> WORK REQUIRED:
Take the part that opens with the line containing "Tag every instance of the cow's nostril" and closes with the line containing "x=267 y=111", swap every "Marked points" for "Labeled points", and return only those lines, otherwise unchanged.

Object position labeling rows
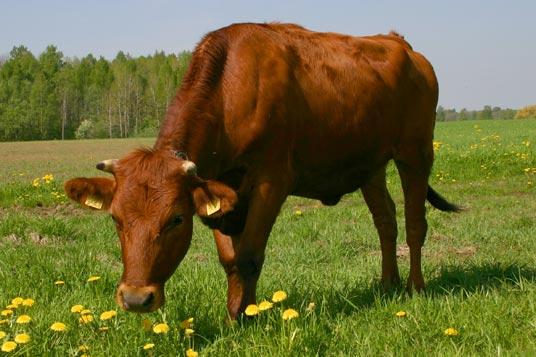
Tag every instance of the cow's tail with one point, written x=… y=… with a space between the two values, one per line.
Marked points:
x=441 y=203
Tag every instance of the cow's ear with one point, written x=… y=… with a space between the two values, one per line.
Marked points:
x=95 y=192
x=212 y=199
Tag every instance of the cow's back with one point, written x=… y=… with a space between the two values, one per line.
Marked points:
x=335 y=106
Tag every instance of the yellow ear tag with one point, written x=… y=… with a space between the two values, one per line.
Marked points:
x=213 y=207
x=93 y=201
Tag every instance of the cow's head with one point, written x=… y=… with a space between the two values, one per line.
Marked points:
x=152 y=199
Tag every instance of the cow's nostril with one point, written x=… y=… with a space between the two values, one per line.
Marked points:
x=148 y=300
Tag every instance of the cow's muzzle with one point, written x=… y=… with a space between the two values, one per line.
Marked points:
x=139 y=299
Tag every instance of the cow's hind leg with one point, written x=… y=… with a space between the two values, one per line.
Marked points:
x=414 y=164
x=242 y=256
x=383 y=211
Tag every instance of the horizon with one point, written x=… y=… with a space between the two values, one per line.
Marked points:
x=481 y=51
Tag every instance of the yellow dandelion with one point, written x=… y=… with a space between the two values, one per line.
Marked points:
x=106 y=315
x=85 y=319
x=161 y=328
x=191 y=353
x=290 y=314
x=9 y=346
x=148 y=346
x=22 y=338
x=188 y=332
x=252 y=310
x=17 y=301
x=451 y=332
x=186 y=323
x=147 y=324
x=77 y=308
x=265 y=305
x=58 y=327
x=23 y=319
x=279 y=296
x=28 y=302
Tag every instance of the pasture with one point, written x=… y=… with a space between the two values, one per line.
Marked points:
x=479 y=265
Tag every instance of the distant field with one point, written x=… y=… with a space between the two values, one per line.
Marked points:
x=480 y=265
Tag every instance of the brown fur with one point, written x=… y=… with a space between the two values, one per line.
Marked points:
x=267 y=111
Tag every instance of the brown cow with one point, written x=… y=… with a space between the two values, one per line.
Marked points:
x=266 y=111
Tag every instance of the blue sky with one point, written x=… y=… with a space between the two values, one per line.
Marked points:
x=484 y=52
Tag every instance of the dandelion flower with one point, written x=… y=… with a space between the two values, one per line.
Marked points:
x=9 y=346
x=148 y=346
x=191 y=353
x=85 y=319
x=28 y=302
x=17 y=301
x=161 y=328
x=265 y=305
x=187 y=323
x=106 y=315
x=77 y=308
x=279 y=296
x=401 y=314
x=58 y=327
x=252 y=310
x=22 y=338
x=188 y=332
x=23 y=319
x=289 y=314
x=451 y=332
x=147 y=324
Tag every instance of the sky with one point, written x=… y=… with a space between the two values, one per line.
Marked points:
x=483 y=51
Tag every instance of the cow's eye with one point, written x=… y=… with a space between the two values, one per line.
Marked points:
x=174 y=221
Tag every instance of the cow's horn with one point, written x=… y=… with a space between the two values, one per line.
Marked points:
x=107 y=165
x=189 y=168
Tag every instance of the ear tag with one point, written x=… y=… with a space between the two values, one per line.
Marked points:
x=93 y=201
x=213 y=207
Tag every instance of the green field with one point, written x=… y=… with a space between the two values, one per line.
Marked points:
x=479 y=265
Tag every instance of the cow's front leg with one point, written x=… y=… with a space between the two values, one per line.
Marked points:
x=242 y=256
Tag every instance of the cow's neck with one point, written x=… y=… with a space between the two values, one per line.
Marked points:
x=193 y=132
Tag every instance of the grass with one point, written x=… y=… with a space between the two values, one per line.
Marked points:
x=479 y=265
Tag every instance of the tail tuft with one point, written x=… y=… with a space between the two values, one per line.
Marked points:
x=441 y=203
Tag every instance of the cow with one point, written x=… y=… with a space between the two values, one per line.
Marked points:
x=266 y=111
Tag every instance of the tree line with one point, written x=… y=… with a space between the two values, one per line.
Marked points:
x=55 y=97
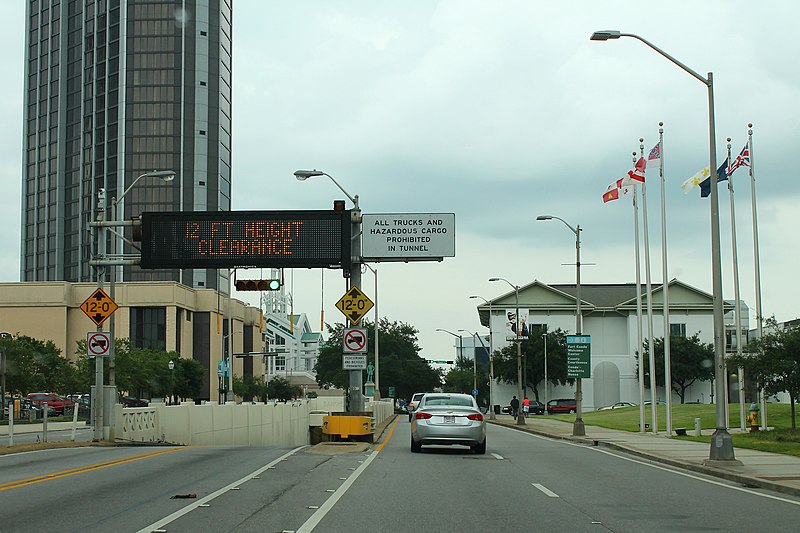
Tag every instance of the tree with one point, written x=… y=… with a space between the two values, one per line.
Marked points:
x=774 y=362
x=690 y=361
x=37 y=366
x=505 y=360
x=400 y=364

> SOLUTION TO THIS PROBLEM:
Tag every instance of the cow's nostril with one point, written x=… y=… with a space between the two values, one per line.
Labeled points:
x=148 y=300
Tag every instance of the cow's muzzle with one point, written x=… y=… with a space between the two values, one per line.
Labeled points:
x=139 y=299
Tag every instance of the cow's hind leg with one point, written x=… y=… with a space between the two values, one per line.
Labeled points:
x=414 y=164
x=242 y=256
x=383 y=211
Tag every instance of the horizon with one point, written x=… y=… with a space between the two values, one per line.
Labeled points:
x=481 y=51
Tag every instance of the yellow dandelion with one point, written x=… y=… with a space between the two values, one per line.
Labeled points:
x=106 y=315
x=85 y=319
x=161 y=328
x=191 y=353
x=290 y=314
x=9 y=346
x=148 y=346
x=22 y=338
x=188 y=332
x=252 y=310
x=17 y=301
x=451 y=332
x=186 y=323
x=147 y=324
x=77 y=308
x=265 y=305
x=58 y=327
x=23 y=319
x=279 y=296
x=28 y=302
Tag every instance of the pasture with one point, written x=… y=… with a space between the two values, one per line.
Labeled points:
x=479 y=265
Tag every instance of the distant field with one point, written x=… y=… with a space between the two values, one per line.
Labeled points:
x=480 y=265
Tag every instance of the brown fur with one point, written x=… y=… with a space between the two values, one per line.
Labeled points:
x=267 y=111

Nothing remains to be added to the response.